**Исходный текст:**
——

ВЕСТНИК САНКТ-ПЕТЕРБУРГСКОГО УНИВЕРСИТЕТА
Сер. 9. 2008. Вып. 3. Ч. I
И. Н. Швецов
ПОЭТИЧЕСКИЕ НЕОЛОГИЗМЫ М. ЦВЕТАЕВОЙ В ПОЗИЦИИ РИФМЫ
Индивидуальное словотворчество традиционно изучается в лингвистике и поэтике. Существует множество работ, посвященных образованию, употреблению и функциям окказионализмов в поэтическом языке1. Поэтические неологизмы занимают существенное место в идиостиле М. Цветаевой. Проблема соотношения узуального и окказионального в поэтическом языке неоднократно становилась объектом исследовательской рефлексии2. Система дефиниций, разработанная для обозначения явлений, связанных с образованием и употреблением авторских слов, во многом противоречива. Термин «окказиональное слово» был впервые предложен Г. Паулем в работе «Принципы истории языка»3. Кроме термина «окказиональное слово», в современной лингвистике используются термины «неологизм» и «потенциальное слово». Окказионализмы традиционно противопоставляются неологизмам по принципу « авторство — его отсутствие». Как отмечает О. Г. Ревзина, «в противопоставлении неологизм — окказиональное слово происходит своеобразная подмена понятия: главным является, собственно говоря, не просто авторство, а функциональное назначение и характер бытования нового слова. Окказионализмы в поэтическом языке имеют настолько специфичное бытование, что по отношению к ним уместно использовать особый термин — поэтические окказионализмы»4. В применении к цветаевской неологии термином «окказиональное слово» нужно пользоваться с осторожностью. «Поэтический неологизм» или «авторское слово», как неоднократно отмечала Л. В. Зубова, является более удачным термином, чем «окказиональное слово», потому что, в отличие от него, не привносит этимологического значения оценочности5. Окказионализм — случайное слово (от англ. occasional — случайный). В поэтическом языке М. Цветаевой неологизмы — не случайное, а системное явление, они органично включены в языковую картину мира поэта, раскрывают особенности поэтического мышления, помогают понять особенности эстетического отношения поэта к слову.

——

**Исходные данные:**
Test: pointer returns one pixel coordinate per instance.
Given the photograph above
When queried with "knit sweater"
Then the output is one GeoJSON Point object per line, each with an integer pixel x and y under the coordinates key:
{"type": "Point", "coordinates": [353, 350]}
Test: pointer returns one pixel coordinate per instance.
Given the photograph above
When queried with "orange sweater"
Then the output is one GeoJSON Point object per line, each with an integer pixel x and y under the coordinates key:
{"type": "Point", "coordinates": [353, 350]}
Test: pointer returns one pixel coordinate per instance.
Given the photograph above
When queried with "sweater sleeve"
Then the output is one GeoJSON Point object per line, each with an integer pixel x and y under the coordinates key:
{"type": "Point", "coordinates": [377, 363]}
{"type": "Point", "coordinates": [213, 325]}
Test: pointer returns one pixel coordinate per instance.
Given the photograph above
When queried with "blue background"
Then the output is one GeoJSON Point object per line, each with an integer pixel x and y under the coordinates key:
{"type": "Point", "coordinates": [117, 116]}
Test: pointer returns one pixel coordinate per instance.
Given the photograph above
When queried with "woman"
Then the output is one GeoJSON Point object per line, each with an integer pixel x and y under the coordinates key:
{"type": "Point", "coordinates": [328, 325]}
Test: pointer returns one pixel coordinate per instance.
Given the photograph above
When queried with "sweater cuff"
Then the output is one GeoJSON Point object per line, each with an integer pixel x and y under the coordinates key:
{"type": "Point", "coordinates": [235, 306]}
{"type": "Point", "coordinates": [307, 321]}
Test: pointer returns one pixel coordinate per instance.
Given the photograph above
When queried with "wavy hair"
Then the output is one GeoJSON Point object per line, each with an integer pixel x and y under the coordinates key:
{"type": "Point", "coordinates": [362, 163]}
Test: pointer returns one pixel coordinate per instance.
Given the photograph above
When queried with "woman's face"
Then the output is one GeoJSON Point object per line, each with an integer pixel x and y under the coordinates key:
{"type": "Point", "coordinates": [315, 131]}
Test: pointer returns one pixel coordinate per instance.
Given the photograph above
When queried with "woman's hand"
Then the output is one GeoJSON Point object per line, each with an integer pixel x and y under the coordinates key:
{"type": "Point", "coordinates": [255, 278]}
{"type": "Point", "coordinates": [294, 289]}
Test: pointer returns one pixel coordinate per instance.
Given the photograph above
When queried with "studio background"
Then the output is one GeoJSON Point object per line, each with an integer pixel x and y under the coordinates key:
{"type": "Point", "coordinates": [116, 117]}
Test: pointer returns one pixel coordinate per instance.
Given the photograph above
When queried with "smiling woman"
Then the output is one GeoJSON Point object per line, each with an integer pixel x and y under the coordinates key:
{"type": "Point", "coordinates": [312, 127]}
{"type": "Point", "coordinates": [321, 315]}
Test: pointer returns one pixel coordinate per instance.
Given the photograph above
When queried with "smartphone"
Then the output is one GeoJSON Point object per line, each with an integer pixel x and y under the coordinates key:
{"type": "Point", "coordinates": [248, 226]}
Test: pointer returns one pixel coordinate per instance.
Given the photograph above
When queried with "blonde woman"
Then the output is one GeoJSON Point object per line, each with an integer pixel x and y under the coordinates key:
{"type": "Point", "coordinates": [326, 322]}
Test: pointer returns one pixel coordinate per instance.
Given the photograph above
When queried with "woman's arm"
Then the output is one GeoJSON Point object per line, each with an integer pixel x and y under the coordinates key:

——

**Что сделать:**
[1] Кто, согласно статье о поэтических неологизмах Цветаевой, впервые предложил термин «окказиональное слово» и в какой работе?
[2] Пожалуйста, напишите продолжение статьи о поэтических неологизмах Цветаевой, начиная сразу после ее последнего предложения.

**Ответы по заданиям:**
[1] Термин впервые предложил Г. Пауль в работе «Принципы истории языка».

[2]
О. Г. Ревзина пишет: «окказиональное поэтическое слово (Цветаевой — И. Ш.) не входит в синтаксически сложные и "осложненные" конструкции, где оно могло бы "потеряться", предпочитает те структурные схемы, где бы оно ясно звучало, проявлялось»6.
При чтении стихов М. Цветаевой возникает ощущение, что неологизмы значительно чаще встречаются в рифменной позиции, чем в нерифменной. Насколько это ощущение соответствует действительности, можно выяснить с помощью подсчетов по всему корпусу поэтических текстов М. Цветаевой. Для статистической проверки предположения об особой количественной маркированности рифм-неологизмов мы обратились к « Словарю поэтического языка М. И. Цветаевой»7 (далее — СПЯМЦ). К неологизмам в СПЯМЦ относятся все слова, не представленные в качестве отдельной словарной статьи в Академическом 4-х томном толковом словаре и в «Толковом словаре живого великорусского языка» В. И. Даля. Словоформы, входящие в потенциальный фонд русского языка, помещаются в СПЯМЦ как окказиональные.
© И. Н. Швецов, 2008
Исследованы были все неологизмы из всех поэтических произведений М. Цветаевой на предмет их зарифмованности/незарифмованности.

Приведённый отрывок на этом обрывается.